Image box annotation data
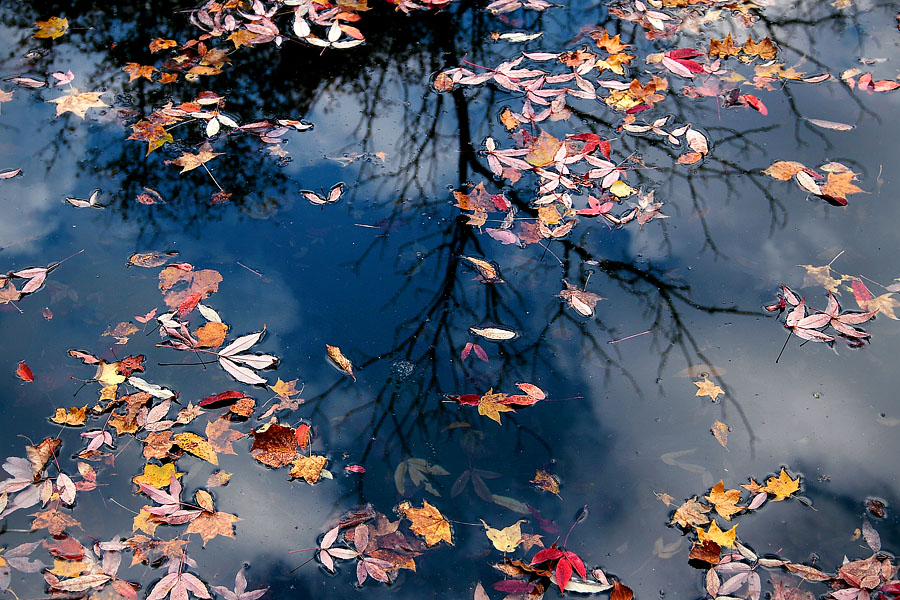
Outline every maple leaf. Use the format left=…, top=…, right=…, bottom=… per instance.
left=397, top=500, right=453, bottom=546
left=694, top=377, right=725, bottom=402
left=821, top=171, right=863, bottom=205
left=695, top=521, right=737, bottom=548
left=131, top=463, right=184, bottom=489
left=205, top=417, right=247, bottom=454
left=250, top=423, right=297, bottom=469
left=478, top=388, right=515, bottom=425
left=762, top=467, right=800, bottom=502
left=797, top=265, right=848, bottom=296
left=211, top=567, right=269, bottom=600
left=52, top=404, right=87, bottom=426
left=291, top=454, right=328, bottom=485
left=173, top=432, right=219, bottom=465
left=185, top=512, right=241, bottom=546
left=670, top=496, right=711, bottom=528
left=34, top=17, right=69, bottom=40
left=481, top=519, right=525, bottom=552
left=706, top=480, right=745, bottom=521
left=166, top=142, right=224, bottom=173
left=47, top=88, right=109, bottom=119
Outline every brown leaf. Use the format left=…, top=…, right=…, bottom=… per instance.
left=325, top=344, right=356, bottom=381
left=250, top=423, right=297, bottom=469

» **What to produce**:
Set out every line of the data above as a numbered list, skipping any blank lines. Leave the pictures out of your answer.

» **Reply to the task**:
1. Outline every maple leaf. Use the format left=…, top=…, right=…, bottom=… per instance.
2. left=397, top=500, right=453, bottom=546
3. left=694, top=377, right=725, bottom=402
4. left=821, top=171, right=863, bottom=205
5. left=695, top=521, right=737, bottom=548
6. left=131, top=463, right=184, bottom=489
7. left=205, top=417, right=247, bottom=454
8. left=250, top=423, right=297, bottom=469
9. left=478, top=388, right=515, bottom=425
10. left=762, top=467, right=800, bottom=502
11. left=797, top=265, right=848, bottom=296
12. left=211, top=567, right=269, bottom=600
13. left=52, top=404, right=87, bottom=426
14. left=291, top=454, right=328, bottom=485
15. left=173, top=432, right=219, bottom=465
16. left=185, top=512, right=241, bottom=546
17. left=670, top=496, right=711, bottom=528
18. left=34, top=17, right=69, bottom=40
19. left=481, top=519, right=525, bottom=552
20. left=706, top=480, right=745, bottom=521
21. left=166, top=142, right=224, bottom=173
22. left=47, top=88, right=109, bottom=119
23. Outline every brown leaf. Use the format left=…, top=…, right=…, bottom=… per instance.
24. left=325, top=344, right=356, bottom=381
25. left=250, top=423, right=297, bottom=469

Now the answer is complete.